* [OBIETTIVO DEL COMPITO]: Puoi riscrivere il passo del testo sui sarcomi compreso tra "Irene Aprile, neurologa" e "nel recupero post-operatorio.", estremi inclusi, sostituendo "neurologa" con "fisiatra"?

* [TESTO]:
Il 50% dei pazienti con sarcoma riceve una diagnosi corretta solo dopo aver affrontato procedure terapeutiche inappropriate. Per sensibilizzare le istituzioni e l'opinione pubblica su questa problematica, il Questore del Senato, senatore Antonio De Poli e la senatrice Paola Binetti hanno organizzato un evento sui "Tumori Rari" in collaborazione con l'Associazione di pazienti Sarknos.
«I sarcomi colpiscono i tessuti connettivi, ovvero le strutture di sostegno dell'organismo. Possono interessare parti molli, ossa e visceri - spiega il dottor Sergio Valeri, presidente di Sarknos e responsabile della Chirurgia dei Sarcomi dei Tessuti Molli alla Fondazione Policlinico Universitario Campus Bio-Medico -. Si tratta di tumori rari, rappresentando circa l'1% di quelli diagnosticati negli adulti».
«Se una malattia è rara, non deve esserlo anche il diritto a curarsi - sottolinea il senatore De Poli -. Dobbiamo garantire una presa in carico completa del paziente, assicurandogli la migliore qualità di vita possibile, anche grazie alle nuove tecnologie, dalla telemedicina all'intelligenza artificiale, sempre come supporto e mai in sostituzione dei professionisti sanitari».
Irene Aprile, neurologa al Centro "S. Maria della Provvidenza" di Roma della Fondazione Don Gnocchi e coordinatrice della Mission 1 del progetto Fit for Medical Robotics finanziato dal PNRR, ha evidenziato l'importanza della riabilitazione e delle nuove tecnologie nel recupero post-operatorio.
Presentando il caso di un giovane paziente operato per un sarcoma agli arti, la dottoressa Aprile ha mostrato un grafico emblematico: la linea rossa rappresentava la mobilità articolare subito dopo l'intervento, mentre la linea grigia indicava la normalità di un soggetto sano. Grazie alla riabilitazione, la linea verde, che segna il progresso del paziente, si avvicinava sensibilmente alla fascia di normalità. In altre parole, nonostante un intervento chirurgico demolitivo, il percorso riabilitativo ha permesso di recuperare una funzionalità paragonabile a quella di una persona sana.

(Voci di dati archiviate)
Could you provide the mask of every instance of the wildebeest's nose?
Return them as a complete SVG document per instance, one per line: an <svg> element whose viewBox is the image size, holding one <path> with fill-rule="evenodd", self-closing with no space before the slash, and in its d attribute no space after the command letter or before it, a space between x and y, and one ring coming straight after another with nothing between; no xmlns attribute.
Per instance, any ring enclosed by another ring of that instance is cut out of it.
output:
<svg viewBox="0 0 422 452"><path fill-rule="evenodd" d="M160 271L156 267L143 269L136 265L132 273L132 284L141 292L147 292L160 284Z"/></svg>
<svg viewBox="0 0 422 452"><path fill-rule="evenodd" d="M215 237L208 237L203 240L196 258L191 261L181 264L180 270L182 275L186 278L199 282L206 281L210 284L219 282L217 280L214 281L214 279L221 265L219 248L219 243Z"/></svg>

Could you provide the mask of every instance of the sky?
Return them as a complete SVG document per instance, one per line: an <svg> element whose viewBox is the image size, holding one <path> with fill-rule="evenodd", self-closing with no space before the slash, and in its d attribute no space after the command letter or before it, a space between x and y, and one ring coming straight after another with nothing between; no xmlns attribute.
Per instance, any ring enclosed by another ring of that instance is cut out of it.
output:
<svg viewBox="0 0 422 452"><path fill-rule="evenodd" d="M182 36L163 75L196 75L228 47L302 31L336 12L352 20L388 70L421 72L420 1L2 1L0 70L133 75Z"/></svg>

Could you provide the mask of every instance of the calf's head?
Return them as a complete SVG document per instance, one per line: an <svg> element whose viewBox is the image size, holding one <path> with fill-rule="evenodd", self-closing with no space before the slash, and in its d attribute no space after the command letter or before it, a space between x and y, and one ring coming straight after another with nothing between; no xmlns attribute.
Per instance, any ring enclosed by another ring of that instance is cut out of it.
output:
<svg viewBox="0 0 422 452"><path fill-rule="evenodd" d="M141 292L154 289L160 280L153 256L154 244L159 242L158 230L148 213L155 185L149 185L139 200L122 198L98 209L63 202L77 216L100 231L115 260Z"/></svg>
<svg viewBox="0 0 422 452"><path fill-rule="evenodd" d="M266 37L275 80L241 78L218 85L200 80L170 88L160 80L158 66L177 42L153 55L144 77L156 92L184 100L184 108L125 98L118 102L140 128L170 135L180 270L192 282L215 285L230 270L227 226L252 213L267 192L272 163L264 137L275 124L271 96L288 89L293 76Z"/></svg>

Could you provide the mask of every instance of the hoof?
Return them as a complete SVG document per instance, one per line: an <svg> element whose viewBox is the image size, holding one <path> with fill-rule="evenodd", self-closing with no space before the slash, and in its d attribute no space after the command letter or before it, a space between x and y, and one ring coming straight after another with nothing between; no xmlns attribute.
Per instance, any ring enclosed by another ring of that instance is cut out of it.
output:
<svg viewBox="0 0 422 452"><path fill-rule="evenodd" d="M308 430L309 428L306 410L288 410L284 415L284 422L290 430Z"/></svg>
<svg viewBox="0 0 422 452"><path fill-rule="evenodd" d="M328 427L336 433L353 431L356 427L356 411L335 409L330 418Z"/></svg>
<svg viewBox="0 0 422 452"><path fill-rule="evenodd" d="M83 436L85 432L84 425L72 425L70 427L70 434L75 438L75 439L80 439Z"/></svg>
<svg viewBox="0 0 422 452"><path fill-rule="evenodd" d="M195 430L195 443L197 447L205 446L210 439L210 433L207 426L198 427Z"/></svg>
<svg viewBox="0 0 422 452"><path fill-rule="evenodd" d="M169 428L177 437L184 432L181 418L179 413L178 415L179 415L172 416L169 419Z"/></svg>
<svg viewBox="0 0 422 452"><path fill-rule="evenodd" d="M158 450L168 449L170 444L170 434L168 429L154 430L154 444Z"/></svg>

* [ESERCIZIO SVOLTO]:
Irene Aprile, fisiatra al Centro "S. Maria della Provvidenza" di Roma della Fondazione Don Gnocchi e coordinatrice della Mission 1 del progetto Fit for Medical Robotics finanziato dal PNRR, ha evidenziato l'importanza della riabilitazione e delle nuove tecnologie nel recupero post-operatorio.